- Texto:
LA DIMENSIÓN DE LO SINIESTRO

30.10.2013 17:53

 

LA DIMENSIÓN DE LO SINIESTRO

 

 

La dimensión de lo siniestro

 

Rogelio Alaniz

 

 

DIARIO EL LITORAL DE SANTA FE https://ww w.ellitoral.com/

 

Los escucho a Astiz y a Acosta argumentar sobre la supuesta guerra revolucionaria. La primera frase que me viene a la mente es la de Talleyrand respecto de los Borbones, cuando regresaron al poder después de la caída de Napoleón: “No aprendieron nada, no olvidaron nada”.

Han transcurrido treinta años y a estos señores no se les ha ocurrido una idea nueva. Siguen hablando de la guerra revolucionaria, del triunfo militar y la derrota política, de la conspiración de Occidente en su contra, de jueces, políticos y empresarios confabulados para castigarlos y de subversivos instalados en la cúpula del poder.

Es notable. Treinta años después, los militares juzgados en los tribunales no son capaces, o no pueden, dar una respuesta cabal a las causas que se les imputan. Hablan de la guerra antisubversiva, del mandato legal para luchar contra la subversión y de los peligros del totalitarismo, pero no dicen una sola palabra de lo que importa.

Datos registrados
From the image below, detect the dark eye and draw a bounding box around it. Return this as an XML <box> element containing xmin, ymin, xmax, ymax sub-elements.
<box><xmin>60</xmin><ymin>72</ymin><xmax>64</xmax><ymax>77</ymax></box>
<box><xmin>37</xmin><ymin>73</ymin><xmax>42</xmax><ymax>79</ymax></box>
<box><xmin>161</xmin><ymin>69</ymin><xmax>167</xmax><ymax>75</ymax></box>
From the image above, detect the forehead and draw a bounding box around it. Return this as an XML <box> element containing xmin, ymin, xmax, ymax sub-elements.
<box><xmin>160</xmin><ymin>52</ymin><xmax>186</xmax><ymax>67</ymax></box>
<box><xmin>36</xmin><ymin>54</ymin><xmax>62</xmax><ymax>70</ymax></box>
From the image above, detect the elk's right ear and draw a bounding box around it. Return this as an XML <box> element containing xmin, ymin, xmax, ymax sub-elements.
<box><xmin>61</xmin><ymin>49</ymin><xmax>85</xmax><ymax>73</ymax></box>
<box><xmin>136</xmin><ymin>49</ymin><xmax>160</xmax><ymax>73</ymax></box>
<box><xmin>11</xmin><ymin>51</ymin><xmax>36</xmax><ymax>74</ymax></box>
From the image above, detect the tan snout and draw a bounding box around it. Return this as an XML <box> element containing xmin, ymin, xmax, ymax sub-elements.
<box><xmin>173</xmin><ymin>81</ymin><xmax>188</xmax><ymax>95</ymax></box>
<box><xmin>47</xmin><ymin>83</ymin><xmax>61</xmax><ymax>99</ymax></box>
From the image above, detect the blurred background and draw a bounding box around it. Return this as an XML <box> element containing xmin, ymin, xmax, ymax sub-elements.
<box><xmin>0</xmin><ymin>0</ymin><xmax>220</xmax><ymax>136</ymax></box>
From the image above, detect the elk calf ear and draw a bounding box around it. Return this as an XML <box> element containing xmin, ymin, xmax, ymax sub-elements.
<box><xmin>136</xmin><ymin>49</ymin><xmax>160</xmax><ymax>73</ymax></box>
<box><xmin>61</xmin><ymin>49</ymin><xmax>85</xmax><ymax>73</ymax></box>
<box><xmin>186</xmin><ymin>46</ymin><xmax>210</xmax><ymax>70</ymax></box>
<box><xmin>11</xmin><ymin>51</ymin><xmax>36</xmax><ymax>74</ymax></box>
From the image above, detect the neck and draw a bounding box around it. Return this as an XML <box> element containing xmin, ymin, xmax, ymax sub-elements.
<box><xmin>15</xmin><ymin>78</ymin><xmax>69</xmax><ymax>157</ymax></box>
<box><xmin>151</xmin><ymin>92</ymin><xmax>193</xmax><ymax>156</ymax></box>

- Enunciado A: Reproduzca las entradas desde la línea que contiene "From the image above, detect the elk's" hasta el final de las entradas, cambiando "detect" por "locate" y sin modificar nada más.
- Enunciado B: Prosiga el texto sobre los militares juzgados a partir del punto en que se detiene.

- Resultado final A:
From the image above, locate the elk's right ear and draw a bounding box around it. Return this as an XML <box> element containing xmin, ymin, xmax, ymax sub-elements.
<box><xmin>61</xmin><ymin>49</ymin><xmax>85</xmax><ymax>73</ymax></box>
<box><xmin>136</xmin><ymin>49</ymin><xmax>160</xmax><ymax>73</ymax></box>
<box><xmin>11</xmin><ymin>51</ymin><xmax>36</xmax><ymax>74</ymax></box>
From the image above, locate the tan snout and draw a bounding box around it. Return this as an XML <box> element containing xmin, ymin, xmax, ymax sub-elements.
<box><xmin>173</xmin><ymin>81</ymin><xmax>188</xmax><ymax>95</ymax></box>
<box><xmin>47</xmin><ymin>83</ymin><xmax>61</xmax><ymax>99</ymax></box>
From the image above, locate the blurred background and draw a bounding box around it. Return this as an XML <box> element containing xmin, ymin, xmax, ymax sub-elements.
<box><xmin>0</xmin><ymin>0</ymin><xmax>220</xmax><ymax>136</ymax></box>
From the image above, locate the elk calf ear and draw a bounding box around it. Return this as an XML <box> element containing xmin, ymin, xmax, ymax sub-elements.
<box><xmin>136</xmin><ymin>49</ymin><xmax>160</xmax><ymax>73</ymax></box>
<box><xmin>61</xmin><ymin>49</ymin><xmax>85</xmax><ymax>73</ymax></box>
<box><xmin>186</xmin><ymin>46</ymin><xmax>210</xmax><ymax>70</ymax></box>
<box><xmin>11</xmin><ymin>51</ymin><xmax>36</xmax><ymax>74</ymax></box>
From the image above, locate the neck and draw a bounding box around it. Return this as an XML <box> element containing xmin, ymin, xmax, ymax sub-elements.
<box><xmin>15</xmin><ymin>78</ymin><xmax>69</xmax><ymax>157</ymax></box>
<box><xmin>151</xmin><ymin>92</ymin><xmax>193</xmax><ymax>156</ymax></box>

- Resultado final B:
Astiz y Acosta, como Videla y Massera, o como Feced y Etchecolatz, no están juzgados y condenados por defender a Occidente o a las sociedades capitalistas y cristianas; están acusados y condenados por asesinos, ladrones y violadores, delitos que cualquier sociedad más o menos civilizada castiga. Es sobre estos puntos concretos que deben dar explicaciones y no sobre abstracciones ideológicas acerca de las cuales se puede coincidir o discrepar, pero que no vienen al caso.

El militar o el policía que participó en operativos contra la guerrilla no debe rendir cuentas por operativos ordenados por el Estado en nombre del ejercicio legítimo (insisto en la palabra “legítimo”) de la violencia. Los que hoy desfilan por los tribunales o están condenados por los jueces deben dar respuesta a imputaciones concretas. Astiz, por ejemplo, debería explicar por qué mató a una madre o a una adolescente sueca. También debería explicar por qué interrogaban con la picana en la mano o secuestraban con capuchas; o por qué a los detenidos los subían a los aviones y los arrojaban vivos al abismo; o qué mandato occidental y cristiano les exigía violar a las mujeres.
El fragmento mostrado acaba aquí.